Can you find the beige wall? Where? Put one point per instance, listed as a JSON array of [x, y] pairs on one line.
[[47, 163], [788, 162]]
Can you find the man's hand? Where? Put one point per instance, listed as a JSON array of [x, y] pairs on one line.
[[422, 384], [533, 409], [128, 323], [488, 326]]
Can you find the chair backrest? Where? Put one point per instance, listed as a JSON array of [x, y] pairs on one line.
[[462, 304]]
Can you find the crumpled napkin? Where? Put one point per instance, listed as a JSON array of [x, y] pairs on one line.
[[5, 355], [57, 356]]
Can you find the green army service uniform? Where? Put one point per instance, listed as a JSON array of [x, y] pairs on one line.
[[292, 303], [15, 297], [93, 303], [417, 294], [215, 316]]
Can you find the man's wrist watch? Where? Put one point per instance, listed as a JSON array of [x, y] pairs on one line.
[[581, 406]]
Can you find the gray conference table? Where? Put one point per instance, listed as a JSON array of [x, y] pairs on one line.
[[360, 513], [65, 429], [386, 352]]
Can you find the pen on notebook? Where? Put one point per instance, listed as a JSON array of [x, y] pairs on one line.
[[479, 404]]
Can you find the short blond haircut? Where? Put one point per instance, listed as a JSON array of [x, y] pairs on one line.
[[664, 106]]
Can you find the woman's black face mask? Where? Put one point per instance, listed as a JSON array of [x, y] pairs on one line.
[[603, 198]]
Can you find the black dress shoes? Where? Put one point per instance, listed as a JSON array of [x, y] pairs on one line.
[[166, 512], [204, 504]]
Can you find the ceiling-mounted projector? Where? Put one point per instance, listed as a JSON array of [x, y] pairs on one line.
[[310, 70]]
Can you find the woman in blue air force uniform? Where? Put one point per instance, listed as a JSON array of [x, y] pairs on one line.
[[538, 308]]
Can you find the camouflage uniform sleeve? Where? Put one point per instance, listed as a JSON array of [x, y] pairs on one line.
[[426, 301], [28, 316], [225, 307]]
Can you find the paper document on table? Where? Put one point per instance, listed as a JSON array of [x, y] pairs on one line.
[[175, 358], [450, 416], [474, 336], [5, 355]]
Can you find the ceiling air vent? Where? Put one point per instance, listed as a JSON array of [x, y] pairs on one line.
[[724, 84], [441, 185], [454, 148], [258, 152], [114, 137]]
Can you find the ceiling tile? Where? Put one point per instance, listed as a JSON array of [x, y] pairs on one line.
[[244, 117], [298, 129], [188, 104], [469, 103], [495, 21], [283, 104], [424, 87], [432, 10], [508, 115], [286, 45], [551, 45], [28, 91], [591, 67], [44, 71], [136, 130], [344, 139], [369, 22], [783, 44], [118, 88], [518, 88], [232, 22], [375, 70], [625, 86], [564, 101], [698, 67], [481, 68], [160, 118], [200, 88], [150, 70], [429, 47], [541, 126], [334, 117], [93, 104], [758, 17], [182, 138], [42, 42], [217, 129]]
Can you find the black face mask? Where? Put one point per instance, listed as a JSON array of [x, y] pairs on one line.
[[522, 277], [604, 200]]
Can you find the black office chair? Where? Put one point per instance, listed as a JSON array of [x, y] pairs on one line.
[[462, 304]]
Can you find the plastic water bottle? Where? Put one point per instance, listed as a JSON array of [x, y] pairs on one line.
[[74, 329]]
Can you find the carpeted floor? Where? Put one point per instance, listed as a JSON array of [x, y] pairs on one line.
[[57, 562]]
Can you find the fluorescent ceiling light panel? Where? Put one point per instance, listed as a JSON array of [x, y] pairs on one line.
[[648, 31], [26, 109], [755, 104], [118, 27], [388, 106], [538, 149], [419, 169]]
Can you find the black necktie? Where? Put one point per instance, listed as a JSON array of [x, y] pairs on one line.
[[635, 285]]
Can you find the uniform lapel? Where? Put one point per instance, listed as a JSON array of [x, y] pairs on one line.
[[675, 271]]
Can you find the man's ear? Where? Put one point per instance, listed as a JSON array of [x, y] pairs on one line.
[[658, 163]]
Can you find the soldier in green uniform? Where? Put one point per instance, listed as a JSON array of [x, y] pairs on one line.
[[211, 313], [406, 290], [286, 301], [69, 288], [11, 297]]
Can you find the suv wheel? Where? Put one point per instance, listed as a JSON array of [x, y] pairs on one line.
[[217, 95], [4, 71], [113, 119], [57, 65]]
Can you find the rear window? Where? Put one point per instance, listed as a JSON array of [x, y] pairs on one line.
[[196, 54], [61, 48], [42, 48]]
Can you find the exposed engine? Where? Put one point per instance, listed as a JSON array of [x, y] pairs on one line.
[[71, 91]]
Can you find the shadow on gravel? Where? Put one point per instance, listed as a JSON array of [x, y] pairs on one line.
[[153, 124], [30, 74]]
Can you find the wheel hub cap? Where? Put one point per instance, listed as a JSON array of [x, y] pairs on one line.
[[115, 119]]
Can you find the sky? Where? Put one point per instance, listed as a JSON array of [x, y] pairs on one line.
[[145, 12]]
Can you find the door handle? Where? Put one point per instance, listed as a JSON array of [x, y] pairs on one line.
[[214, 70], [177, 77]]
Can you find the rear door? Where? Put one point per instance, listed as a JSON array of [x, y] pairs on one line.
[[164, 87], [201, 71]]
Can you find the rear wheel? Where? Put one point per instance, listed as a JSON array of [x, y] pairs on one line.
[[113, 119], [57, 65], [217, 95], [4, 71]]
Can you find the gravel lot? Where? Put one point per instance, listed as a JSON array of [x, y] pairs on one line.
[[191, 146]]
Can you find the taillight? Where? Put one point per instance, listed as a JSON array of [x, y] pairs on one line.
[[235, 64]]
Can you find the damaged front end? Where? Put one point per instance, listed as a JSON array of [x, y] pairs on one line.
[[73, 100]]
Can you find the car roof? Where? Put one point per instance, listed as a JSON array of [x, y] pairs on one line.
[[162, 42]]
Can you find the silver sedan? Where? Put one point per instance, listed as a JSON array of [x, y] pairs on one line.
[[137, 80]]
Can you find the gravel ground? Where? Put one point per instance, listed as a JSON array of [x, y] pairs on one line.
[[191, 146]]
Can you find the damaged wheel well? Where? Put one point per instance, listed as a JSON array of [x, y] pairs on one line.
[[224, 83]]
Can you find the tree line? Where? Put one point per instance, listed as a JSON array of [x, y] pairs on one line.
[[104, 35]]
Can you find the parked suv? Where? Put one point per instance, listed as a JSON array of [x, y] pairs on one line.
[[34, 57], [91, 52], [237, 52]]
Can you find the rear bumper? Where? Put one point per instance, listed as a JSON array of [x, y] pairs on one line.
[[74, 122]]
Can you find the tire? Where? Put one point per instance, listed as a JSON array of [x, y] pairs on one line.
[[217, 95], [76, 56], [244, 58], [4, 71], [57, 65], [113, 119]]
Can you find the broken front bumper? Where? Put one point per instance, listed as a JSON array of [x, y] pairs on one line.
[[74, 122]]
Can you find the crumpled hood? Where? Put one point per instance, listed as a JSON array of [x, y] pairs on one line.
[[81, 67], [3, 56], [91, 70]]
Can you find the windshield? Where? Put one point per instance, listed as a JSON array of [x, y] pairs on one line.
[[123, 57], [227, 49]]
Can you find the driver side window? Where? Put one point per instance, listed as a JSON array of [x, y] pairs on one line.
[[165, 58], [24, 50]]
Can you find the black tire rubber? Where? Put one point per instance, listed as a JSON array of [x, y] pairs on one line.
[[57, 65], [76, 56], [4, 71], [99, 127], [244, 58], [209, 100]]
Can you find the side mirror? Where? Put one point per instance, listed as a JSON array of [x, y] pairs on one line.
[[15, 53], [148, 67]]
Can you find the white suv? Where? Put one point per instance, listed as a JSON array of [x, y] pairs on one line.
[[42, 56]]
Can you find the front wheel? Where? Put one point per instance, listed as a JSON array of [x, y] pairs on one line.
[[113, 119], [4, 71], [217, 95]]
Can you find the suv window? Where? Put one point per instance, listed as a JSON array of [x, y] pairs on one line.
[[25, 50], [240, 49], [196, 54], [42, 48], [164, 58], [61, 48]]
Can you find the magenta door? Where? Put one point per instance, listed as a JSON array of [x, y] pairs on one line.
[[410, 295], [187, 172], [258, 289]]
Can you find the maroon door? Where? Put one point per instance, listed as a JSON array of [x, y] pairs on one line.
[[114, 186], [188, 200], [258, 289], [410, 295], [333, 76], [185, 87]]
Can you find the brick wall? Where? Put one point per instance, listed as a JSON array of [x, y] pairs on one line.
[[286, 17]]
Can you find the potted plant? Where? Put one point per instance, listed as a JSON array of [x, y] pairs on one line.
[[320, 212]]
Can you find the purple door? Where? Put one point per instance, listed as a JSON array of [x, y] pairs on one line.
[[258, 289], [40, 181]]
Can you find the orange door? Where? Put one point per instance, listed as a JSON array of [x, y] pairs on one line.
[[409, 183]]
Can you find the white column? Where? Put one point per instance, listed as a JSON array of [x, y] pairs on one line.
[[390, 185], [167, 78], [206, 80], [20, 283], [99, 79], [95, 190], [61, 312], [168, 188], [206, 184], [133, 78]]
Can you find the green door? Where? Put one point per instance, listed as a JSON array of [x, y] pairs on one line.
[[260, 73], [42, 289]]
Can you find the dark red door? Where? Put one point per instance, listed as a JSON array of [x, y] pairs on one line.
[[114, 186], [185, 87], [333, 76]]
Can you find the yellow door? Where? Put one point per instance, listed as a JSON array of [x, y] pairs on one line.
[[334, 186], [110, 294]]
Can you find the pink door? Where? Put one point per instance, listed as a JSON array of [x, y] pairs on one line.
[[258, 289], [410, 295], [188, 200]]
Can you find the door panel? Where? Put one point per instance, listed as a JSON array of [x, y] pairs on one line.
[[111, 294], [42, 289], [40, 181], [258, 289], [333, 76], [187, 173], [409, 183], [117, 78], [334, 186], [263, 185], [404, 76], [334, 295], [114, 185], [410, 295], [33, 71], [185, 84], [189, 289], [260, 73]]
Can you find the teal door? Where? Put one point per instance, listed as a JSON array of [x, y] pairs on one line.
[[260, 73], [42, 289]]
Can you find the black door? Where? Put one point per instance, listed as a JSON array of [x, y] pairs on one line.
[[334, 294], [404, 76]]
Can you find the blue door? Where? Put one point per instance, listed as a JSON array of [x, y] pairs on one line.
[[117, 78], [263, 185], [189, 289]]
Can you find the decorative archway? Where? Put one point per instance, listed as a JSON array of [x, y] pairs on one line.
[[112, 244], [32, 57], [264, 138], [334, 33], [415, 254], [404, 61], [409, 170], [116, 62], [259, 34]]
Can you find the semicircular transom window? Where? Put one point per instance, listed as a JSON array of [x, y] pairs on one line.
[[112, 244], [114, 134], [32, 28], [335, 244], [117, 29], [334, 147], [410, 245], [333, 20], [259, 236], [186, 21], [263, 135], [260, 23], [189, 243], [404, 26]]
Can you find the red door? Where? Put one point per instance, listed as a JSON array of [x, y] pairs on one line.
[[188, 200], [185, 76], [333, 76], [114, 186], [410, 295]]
++++
Repeat precisely, and with nothing added, every line from the one containing "Can you find the red" to the last line of the listing above.

Can you find the red door? Where? Put one point per instance, listed as a JSON array of [x, y] pairs on one line.
[[188, 200], [185, 76], [333, 76], [114, 186], [410, 295]]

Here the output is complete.